# FRAGMENT UITSPRAAK
┌──
In deze uitspraak van de Rechtbank Den Haag, gedateerd 27 juni 2024, wordt het beroep van eiser tegen het niet in behandeling nemen van zijn aanvraag voor een verblijfsvergunning asiel voor bepaalde tijd beoordeeld. De Staatssecretaris van Justitie en Veiligheid heeft de aanvraag op 13 mei 2024 niet in behandeling genomen, omdat de Bondsrepubliek Duitsland verantwoordelijk is voor de behandeling van de aanvraag. De rechtbank heeft op 18 juni 2024 de zaak behandeld, waarbij de gemachtigde van de Staatssecretaris aanwezig was.
└──
# BESCHIKBARE GEGEVENS
┌──
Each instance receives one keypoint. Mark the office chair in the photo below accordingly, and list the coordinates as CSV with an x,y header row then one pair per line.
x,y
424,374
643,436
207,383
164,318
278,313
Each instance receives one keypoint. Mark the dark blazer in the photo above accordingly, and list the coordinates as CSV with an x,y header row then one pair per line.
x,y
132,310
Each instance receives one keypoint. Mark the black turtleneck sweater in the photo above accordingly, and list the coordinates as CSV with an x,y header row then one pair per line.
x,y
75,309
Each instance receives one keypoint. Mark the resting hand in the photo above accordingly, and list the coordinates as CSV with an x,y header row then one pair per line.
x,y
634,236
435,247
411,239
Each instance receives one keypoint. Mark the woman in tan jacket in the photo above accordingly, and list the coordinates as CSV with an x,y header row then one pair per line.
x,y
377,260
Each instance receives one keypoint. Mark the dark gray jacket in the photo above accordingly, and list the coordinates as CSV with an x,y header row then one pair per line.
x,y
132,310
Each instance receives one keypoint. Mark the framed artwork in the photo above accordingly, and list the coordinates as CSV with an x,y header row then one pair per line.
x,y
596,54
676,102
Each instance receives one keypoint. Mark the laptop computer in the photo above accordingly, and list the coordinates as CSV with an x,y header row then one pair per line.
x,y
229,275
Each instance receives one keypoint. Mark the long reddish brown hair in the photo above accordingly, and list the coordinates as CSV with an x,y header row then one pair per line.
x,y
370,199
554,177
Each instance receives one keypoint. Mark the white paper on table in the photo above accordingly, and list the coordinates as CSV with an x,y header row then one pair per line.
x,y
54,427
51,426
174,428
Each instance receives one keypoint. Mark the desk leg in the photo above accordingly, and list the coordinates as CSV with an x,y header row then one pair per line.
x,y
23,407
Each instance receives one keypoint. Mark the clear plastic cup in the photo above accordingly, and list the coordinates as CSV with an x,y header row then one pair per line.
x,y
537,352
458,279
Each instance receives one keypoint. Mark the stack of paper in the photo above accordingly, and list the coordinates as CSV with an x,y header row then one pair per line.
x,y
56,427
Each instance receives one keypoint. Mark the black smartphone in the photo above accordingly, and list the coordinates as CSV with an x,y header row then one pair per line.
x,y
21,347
└──
# OPDRACHT 1
Zet de alinea die begint met "In deze uitspraak van de Rechtbank Den Haag" om in een korte opsomming met de belangrijkste feiten uit de uitspraak.
# OPDRACHT 2
Welk land is volgens de uitspraak verantwoordelijk voor de behandeling van de asielaanvraag?
# OPDRACHT 3
Schrijf de uitspraak over het asielberoep verder, te beginnen na de laatste zin.
De lijst heb je voor deze opdrachten niet nodig.

# JOUW ANTWOORD 1
- Uitspraak van de Rechtbank Den Haag van 27 juni 2024.
- Eiser gaat in beroep tegen het niet in behandeling nemen van zijn aanvraag voor een verblijfsvergunning asiel voor bepaalde tijd.
- De Staatssecretaris van Justitie en Veiligheid nam de aanvraag op 13 mei 2024 niet in behandeling.
- Reden: de Bondsrepubliek Duitsland is verantwoordelijk voor de behandeling.
- De rechtbank behandelde de zaak op 18 juni 2024, in aanwezigheid van de gemachtigde van de Staatssecretaris.

# JOUW ANTWOORD 2
De Bondsrepubliek Duitsland.

# JOUW ANTWOORD 3
De rechtbank concludeert dat het beroep ongegrond is. Eiser had aangevoerd dat hij niet was gehoord en dat zijn bezwaren tegen de overdracht niet kenbaar konden worden gemaakt. De rechtbank oordeelt echter dat eiser op de hoogte was van de data van de aanmeldgehoren en dat hij zonder opgaaf van redenen niet is verschenen. Hierdoor was de Staatssecretaris niet verplicht om eiser opnieuw uit te nodigen. De rechtbank wijst ook op het interstatelijk vertrouwensbeginsel, waaruit blijkt dat Duitsland zijn verdragsverplichtingen nakomt, en dat eiser niet heeft aangetoond dat er sprake is van tekortkomingen in het asiel- en opvangsysteem in Duitsland.
De rechtbank heeft verder vastgesteld dat de gemachtigde van eiser niet alle stukken schriftelijk heeft ontvangen, maar oordeelt dat dit gebrek geen invloed heeft gehad op de uitkomst van de zaak. Eiser heeft recht op vergoeding van de proceskosten, vastgesteld op € 875,-. De rechtbank verklaart het beroep ongegrond en veroordeelt de Staatssecretaris in de proceskosten van eiser.